* [WORK TO DO]:
Copy out everything from the line containing "Identify the saddle above." down to the line containing "[55,4,597,338]", switching "log cabin" to "wooden cabin" and leaving the rest unchanged.

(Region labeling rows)
+++
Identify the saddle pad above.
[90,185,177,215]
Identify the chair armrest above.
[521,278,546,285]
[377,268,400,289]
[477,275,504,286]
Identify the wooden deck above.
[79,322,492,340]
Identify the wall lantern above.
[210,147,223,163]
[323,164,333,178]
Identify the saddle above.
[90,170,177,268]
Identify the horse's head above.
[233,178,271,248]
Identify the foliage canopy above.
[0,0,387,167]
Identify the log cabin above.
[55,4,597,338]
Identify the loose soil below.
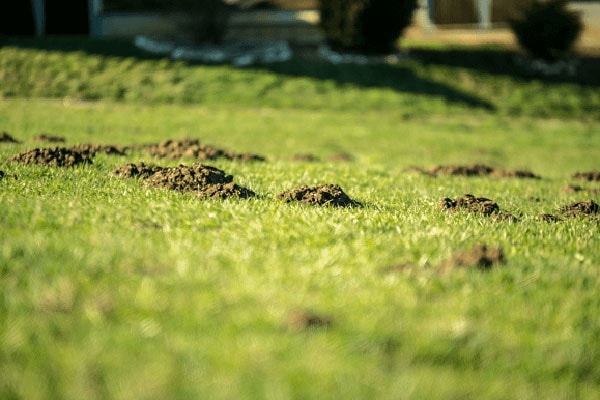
[562,185,600,194]
[8,147,92,167]
[288,311,333,331]
[539,200,599,222]
[70,143,127,157]
[112,163,256,199]
[573,170,600,182]
[140,139,265,161]
[406,164,540,179]
[0,132,21,143]
[275,183,362,207]
[33,133,66,143]
[439,194,517,222]
[292,153,320,162]
[557,200,598,218]
[112,163,163,179]
[439,245,504,270]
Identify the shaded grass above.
[0,36,600,399]
[0,38,600,120]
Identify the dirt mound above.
[539,200,598,222]
[572,170,600,182]
[112,163,163,179]
[112,163,256,199]
[70,143,126,157]
[8,147,92,167]
[33,133,65,143]
[562,185,600,194]
[275,183,361,207]
[0,132,21,143]
[292,153,320,162]
[288,311,333,331]
[557,200,598,218]
[405,164,540,179]
[439,245,504,270]
[141,139,265,161]
[329,152,354,161]
[439,194,517,221]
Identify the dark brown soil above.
[562,185,600,194]
[329,152,354,161]
[439,245,504,270]
[0,132,21,143]
[112,163,163,179]
[112,163,256,199]
[70,143,126,157]
[275,183,361,207]
[33,133,65,143]
[288,311,333,331]
[406,164,540,179]
[439,194,517,221]
[141,139,265,161]
[539,200,598,222]
[292,153,320,162]
[557,200,598,218]
[8,147,92,167]
[573,170,600,182]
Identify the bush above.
[320,0,417,54]
[511,0,583,61]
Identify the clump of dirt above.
[117,163,256,199]
[0,132,21,143]
[70,143,126,157]
[562,185,600,194]
[112,163,163,179]
[439,194,517,222]
[141,139,265,161]
[539,200,598,222]
[406,164,540,179]
[288,311,333,331]
[292,153,320,162]
[329,152,354,161]
[439,244,504,270]
[8,147,92,167]
[557,200,598,218]
[538,213,563,222]
[33,133,65,143]
[573,170,600,182]
[275,183,362,207]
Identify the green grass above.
[0,36,600,399]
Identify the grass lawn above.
[0,39,600,399]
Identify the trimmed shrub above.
[320,0,417,54]
[511,0,583,61]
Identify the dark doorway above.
[46,0,90,35]
[0,0,35,36]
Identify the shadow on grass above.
[410,48,600,87]
[0,36,494,110]
[260,60,494,110]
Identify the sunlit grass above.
[0,36,600,399]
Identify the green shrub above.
+++
* [SOLUTION]:
Identify the saddle above.
[90,170,177,268]
Identify the horse's head above.
[233,178,271,248]
Identify the foliage canopy above.
[0,0,387,167]
Identify the wooden cabin above.
[55,4,597,338]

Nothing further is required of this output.